## STATED PROBLEM
Replace "textured" with "woven" in the lines of the data below, starting with the line that contains "outline blue textured mat" and going on through the line that contains "310], [6, 311]]]". Give only those lines, with nothing else changed.

########

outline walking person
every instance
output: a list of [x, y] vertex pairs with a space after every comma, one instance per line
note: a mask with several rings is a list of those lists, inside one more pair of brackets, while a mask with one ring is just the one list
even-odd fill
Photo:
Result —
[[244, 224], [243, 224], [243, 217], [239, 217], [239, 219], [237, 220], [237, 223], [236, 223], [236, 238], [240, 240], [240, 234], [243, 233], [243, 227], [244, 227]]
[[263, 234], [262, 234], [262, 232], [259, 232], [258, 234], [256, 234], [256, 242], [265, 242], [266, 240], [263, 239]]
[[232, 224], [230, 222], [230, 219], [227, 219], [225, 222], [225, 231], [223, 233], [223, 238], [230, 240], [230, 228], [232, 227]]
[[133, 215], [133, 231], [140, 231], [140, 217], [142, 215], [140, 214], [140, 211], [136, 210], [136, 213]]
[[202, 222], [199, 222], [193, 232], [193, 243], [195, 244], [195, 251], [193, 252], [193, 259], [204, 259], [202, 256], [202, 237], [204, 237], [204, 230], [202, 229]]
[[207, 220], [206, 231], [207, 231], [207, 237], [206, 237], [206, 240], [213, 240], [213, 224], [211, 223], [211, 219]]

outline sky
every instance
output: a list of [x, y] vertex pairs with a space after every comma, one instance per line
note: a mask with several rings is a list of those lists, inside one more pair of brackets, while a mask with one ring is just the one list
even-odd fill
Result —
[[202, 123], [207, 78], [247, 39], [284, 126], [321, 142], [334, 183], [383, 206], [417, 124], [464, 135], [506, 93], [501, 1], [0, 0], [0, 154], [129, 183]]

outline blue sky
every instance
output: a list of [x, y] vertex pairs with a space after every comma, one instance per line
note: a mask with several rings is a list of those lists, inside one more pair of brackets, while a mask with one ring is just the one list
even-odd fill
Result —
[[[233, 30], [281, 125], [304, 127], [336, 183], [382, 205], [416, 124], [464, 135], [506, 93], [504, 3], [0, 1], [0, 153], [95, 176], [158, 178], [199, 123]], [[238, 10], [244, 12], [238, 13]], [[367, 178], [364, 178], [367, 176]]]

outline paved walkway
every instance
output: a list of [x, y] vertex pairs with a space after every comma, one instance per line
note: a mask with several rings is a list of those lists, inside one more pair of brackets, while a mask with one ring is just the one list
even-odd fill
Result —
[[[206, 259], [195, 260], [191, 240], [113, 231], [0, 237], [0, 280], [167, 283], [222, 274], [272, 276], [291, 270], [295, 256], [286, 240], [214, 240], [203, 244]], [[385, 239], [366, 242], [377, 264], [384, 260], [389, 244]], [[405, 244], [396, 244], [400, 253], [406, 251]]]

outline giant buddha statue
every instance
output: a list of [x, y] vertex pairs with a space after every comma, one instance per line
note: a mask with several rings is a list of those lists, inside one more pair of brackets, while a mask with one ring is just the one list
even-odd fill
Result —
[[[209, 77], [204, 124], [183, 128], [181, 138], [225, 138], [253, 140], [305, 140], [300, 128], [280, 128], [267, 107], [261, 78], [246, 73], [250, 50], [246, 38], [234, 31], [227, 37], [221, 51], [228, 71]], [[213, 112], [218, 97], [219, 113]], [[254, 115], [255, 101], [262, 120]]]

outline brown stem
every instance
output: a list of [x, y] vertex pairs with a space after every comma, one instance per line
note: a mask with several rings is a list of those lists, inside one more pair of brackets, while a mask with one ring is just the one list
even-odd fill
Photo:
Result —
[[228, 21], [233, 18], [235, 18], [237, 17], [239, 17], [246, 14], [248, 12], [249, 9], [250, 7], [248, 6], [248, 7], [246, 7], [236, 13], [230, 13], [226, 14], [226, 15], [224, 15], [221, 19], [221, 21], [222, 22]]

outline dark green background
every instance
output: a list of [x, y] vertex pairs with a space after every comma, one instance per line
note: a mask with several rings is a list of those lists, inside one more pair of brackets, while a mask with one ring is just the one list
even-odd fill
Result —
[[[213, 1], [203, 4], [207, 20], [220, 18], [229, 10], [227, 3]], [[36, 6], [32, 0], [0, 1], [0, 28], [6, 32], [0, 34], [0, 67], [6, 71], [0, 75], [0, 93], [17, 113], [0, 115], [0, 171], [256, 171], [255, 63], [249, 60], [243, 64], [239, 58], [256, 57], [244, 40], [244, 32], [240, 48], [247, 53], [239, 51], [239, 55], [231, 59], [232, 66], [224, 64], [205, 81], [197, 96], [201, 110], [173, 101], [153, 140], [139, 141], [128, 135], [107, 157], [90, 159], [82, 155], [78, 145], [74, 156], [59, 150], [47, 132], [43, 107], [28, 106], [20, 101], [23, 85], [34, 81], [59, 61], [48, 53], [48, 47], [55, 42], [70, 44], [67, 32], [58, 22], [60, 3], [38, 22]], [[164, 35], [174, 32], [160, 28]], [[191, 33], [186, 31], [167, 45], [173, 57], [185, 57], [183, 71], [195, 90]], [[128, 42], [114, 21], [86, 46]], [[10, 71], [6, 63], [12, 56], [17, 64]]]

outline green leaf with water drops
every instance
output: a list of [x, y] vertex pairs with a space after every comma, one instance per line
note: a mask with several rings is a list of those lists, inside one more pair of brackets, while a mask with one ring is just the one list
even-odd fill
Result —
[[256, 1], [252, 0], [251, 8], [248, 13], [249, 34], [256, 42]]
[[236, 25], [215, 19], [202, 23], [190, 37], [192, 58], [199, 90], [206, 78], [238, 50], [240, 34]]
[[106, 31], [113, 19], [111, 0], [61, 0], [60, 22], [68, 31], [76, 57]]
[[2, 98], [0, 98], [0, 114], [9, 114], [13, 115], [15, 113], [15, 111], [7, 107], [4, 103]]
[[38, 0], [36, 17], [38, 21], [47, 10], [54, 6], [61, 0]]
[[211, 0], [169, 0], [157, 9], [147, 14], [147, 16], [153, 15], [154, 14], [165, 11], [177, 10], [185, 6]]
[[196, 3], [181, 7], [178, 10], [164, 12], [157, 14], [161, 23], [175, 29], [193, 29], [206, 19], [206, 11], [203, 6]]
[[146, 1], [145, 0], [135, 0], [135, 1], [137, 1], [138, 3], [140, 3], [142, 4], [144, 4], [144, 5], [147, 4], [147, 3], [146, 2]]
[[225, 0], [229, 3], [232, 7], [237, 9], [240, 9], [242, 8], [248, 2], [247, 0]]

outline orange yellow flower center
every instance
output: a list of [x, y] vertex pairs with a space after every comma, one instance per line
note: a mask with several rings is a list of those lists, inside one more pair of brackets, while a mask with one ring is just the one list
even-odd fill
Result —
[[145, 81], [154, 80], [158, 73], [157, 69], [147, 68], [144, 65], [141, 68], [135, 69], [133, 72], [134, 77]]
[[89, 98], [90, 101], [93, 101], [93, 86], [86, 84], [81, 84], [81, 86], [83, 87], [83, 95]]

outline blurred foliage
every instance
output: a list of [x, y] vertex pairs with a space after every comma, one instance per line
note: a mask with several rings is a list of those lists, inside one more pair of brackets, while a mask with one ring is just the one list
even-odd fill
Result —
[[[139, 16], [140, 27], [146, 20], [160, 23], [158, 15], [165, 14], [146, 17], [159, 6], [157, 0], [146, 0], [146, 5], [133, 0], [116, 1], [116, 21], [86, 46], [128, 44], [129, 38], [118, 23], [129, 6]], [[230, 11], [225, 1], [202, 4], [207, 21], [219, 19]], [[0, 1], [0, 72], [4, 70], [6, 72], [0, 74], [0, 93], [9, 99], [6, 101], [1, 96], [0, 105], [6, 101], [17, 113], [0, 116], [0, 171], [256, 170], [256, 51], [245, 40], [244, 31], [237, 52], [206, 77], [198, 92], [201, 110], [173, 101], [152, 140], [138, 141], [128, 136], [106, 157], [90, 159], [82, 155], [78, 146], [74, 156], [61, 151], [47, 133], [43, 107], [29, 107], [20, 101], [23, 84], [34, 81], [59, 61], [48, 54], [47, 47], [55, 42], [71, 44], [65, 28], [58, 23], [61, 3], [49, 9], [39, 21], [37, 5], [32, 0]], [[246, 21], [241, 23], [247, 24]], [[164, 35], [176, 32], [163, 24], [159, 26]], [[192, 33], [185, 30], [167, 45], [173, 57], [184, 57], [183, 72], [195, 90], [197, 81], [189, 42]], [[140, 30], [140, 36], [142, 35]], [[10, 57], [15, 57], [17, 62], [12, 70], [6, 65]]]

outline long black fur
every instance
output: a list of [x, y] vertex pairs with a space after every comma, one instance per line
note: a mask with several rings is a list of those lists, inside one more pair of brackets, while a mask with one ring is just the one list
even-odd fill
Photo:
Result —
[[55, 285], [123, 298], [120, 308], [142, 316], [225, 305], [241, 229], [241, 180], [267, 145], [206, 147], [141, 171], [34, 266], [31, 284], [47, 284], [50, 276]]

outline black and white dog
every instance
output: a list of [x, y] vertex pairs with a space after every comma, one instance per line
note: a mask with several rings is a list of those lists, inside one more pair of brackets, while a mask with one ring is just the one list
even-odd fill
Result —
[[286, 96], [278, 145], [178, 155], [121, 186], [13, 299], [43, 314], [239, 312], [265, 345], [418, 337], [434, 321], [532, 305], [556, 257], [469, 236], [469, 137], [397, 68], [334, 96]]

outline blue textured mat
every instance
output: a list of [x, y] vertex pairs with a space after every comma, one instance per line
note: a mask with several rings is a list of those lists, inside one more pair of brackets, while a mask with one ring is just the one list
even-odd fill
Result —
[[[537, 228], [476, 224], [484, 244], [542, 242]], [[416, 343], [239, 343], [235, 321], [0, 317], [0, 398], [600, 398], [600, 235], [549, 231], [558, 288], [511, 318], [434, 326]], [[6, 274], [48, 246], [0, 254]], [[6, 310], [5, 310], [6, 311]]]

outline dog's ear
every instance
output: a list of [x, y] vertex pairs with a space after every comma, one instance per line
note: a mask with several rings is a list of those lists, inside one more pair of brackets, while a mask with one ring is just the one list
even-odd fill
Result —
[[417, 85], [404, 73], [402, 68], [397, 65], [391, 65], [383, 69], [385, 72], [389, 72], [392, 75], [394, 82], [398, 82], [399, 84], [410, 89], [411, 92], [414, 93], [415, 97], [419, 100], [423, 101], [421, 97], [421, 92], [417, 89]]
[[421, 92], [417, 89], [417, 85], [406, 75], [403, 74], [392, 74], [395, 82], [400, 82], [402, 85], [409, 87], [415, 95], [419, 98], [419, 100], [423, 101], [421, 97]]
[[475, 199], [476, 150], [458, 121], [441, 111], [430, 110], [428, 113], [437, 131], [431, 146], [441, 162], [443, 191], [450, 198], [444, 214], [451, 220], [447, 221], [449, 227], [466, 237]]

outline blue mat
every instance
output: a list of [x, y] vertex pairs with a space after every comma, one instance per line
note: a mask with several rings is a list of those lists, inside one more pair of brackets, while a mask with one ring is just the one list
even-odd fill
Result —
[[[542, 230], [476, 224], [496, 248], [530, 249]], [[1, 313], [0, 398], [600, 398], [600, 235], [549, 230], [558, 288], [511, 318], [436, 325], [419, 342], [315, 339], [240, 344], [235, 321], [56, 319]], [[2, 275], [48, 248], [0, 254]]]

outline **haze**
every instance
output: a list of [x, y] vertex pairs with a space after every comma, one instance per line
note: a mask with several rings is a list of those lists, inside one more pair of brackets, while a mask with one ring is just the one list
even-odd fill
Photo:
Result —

########

## CORRECT RESULT
outline blue woven mat
every instance
output: a list of [x, y] vertex pairs with a space after every comma, one instance per line
note: a mask with several rings is a list of those lists, inside one more pair of brackets, while a mask with one ring is just the one list
even-odd fill
Result —
[[[537, 228], [476, 224], [484, 244], [542, 242]], [[416, 343], [239, 343], [235, 321], [0, 317], [0, 398], [600, 398], [600, 235], [549, 231], [558, 288], [511, 318], [434, 326]], [[6, 274], [48, 246], [0, 254]], [[6, 310], [5, 310], [6, 311]]]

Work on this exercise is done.